Provided records =>
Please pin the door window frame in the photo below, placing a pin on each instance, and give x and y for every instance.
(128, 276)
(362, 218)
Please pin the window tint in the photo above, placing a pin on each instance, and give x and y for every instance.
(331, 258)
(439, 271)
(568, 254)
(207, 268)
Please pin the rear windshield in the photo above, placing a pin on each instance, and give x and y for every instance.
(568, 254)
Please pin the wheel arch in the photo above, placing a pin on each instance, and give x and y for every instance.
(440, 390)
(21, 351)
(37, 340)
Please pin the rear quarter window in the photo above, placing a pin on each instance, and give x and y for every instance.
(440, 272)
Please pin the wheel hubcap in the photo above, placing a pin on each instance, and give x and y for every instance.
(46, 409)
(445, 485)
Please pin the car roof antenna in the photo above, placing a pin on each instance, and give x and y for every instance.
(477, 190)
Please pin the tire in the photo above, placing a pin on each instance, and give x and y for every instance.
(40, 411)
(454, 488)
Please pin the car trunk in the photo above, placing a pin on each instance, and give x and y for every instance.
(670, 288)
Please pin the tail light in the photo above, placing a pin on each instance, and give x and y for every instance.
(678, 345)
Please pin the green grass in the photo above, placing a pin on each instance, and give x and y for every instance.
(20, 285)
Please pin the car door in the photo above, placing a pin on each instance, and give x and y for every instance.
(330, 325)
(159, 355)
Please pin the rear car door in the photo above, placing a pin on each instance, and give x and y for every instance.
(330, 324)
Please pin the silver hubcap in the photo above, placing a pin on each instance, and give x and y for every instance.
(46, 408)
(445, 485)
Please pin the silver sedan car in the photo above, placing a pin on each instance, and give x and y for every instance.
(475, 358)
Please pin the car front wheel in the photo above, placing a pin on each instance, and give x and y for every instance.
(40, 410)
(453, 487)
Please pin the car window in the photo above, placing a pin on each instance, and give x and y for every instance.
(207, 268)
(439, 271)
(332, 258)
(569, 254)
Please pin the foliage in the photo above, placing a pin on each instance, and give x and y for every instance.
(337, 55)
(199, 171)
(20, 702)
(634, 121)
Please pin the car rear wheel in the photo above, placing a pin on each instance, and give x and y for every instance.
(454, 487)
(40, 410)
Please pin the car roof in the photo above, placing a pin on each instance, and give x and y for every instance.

Work to complete => Faithfully copy every entry, leaving nothing out.

Result =>
Please pin the door window frame in the photo below, placing a pin on each instance, and give x and y for every instance.
(128, 276)
(362, 218)
Please pin the window tint in the photo above, placing a pin on each instance, and give x and y for every instance.
(331, 258)
(439, 271)
(568, 254)
(207, 268)
Please pin the rear windshield in the photo above, placing a pin on each instance, and give x and y for every instance.
(568, 254)
Please pin the wheel arch in the photo above, placing a pin on each instance, and give x and y for every instance.
(440, 390)
(21, 351)
(37, 340)
Please pin the rear quarter window in the photo above, placing a pin on each instance, and give x and y for every instance.
(440, 272)
Please pin the wheel hubcap in the photo above, placing a pin on each instance, and give x and y for every instance.
(46, 409)
(445, 485)
Please pin the car roof antenna in the photo above, placing a pin on each instance, and give x and y for every instance.
(477, 190)
Please pin the tire in the photo above, placing a pin on each instance, and give x and y for every instance.
(40, 411)
(454, 488)
Please pin the car trunk in the photo above, placing a pin on each instance, and give x and y for every instance.
(670, 288)
Please pin the tail light in the photo above, placing a pin on each instance, and give x and y for every instance.
(678, 345)
Please pin the green grass in the photo above, placing a pin on each instance, and give x and y for every instance.
(20, 285)
Please pin the car door in the photo above, placing a pin on each instance, and give x and y for every instance.
(330, 325)
(159, 355)
Please pin the rear car door in the photo above, placing a pin on each instance, and give x and y for every instance.
(330, 324)
Please pin the silver hubcap in the photo above, placing a pin on each instance, and give x and y for every instance.
(46, 408)
(445, 485)
Please pin the silver sedan car in the photo above, placing a pin on each instance, and give x and y for every instance.
(475, 358)
Please pin the car front wheel in the photo above, placing a pin on each instance, and give x and y for every instance.
(40, 410)
(453, 487)
Please pin the car window in the photo above, placing a pin on each instance, and give x and y for every instance.
(207, 268)
(439, 271)
(332, 258)
(569, 254)
Please pin the foliage in the photo above, placing a pin on each instance, and give x and y for every instance.
(337, 55)
(199, 171)
(20, 702)
(634, 121)
Please pin the car rear wheel in the photo above, placing a pin on each instance, and give x and y for every instance.
(454, 487)
(40, 410)
Please pin the car roof in the photo above, placing a pin on each instance, and give x and y for every instance.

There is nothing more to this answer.